そして、上述のようにして得られた試験サンプルに対して耐摩耗性試験を行い、試験サンプルが摩耗して金属導体と摩耗テープとが接触するまでの摩耗テープの長さを測定した。図3は、各試験サンプルにおける金属導体と摩耗テープとが接触するまでの摩耗テープの長さと水酸化アルミニウムの配合量との関係を示すグラフである。図3に示すように、シランカップリング処理を行った水酸化アルミニウムは、配合量が80〜140質量部の範囲内では、金属導体と摩耗テープとが接触するまでの摩耗テープの長さが330mm以上となった。これに対し、ステアリン酸処理及びチタネート処理を施した水酸化アルミニウム及び未処理の水酸化アルミニウムは、少なくとも配合量が140質量部の場合には、金属導体と摩耗テープとが接触するまでの摩耗テープの長さが330mm未満となる。そのため、金属酸化物としてシランカップリング処理された水酸化アルミニウムを使用することにより、耐摩耗性を向上させることが可能となる。

- データ部
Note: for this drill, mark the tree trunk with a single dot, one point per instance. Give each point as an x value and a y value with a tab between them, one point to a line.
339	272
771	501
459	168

- 課題一覧
A. 耐摩耗性試験の文章では、シランカップリング処理を行った水酸化アルミニウムの配合量が80〜140質量部の範囲内のとき、金属導体と摩耗テープとが接触するまでの摩耗テープの長さはどうなったとされているか。
B. 耐摩耗性試験の文章を、最後の文の次から書き進めよ。
データは耐摩耗性試験の文章とは関係がない。

- 想定解答
A. 330mm以上となった。

B.
さらに、表6において、金属水酸化物としての水酸化アルミニウムの配合量が120質量部の試験サンプルに対して長期耐熱性試験を行った。図4及び図5では、未処理の水酸化アルミニウム、及びシランカップリング処理された水酸化アルミニウムをそれぞれ用いた絶縁体組成物をアレニウスプロットした結果を示す。図6及び図7では、チタネート処理された水酸化アルミニウム、及びステアリン酸処理された水酸化アルミニウムをそれぞれ用いた絶縁体組成物をアレニウスプロットした結果を示す。
図4より、未処理の水酸化アルミニウムを用いた絶縁体組成物は、10000時間後の推定寿命が150℃である。また図5より、シランカップリング処理された水酸化アルミニウムを用いた絶縁体組成物は、10000時間後の推定寿命が151℃である。このように、これらの水酸化アルミニウムを用いた樹脂組成物は、長期耐熱性が良好な結果となる。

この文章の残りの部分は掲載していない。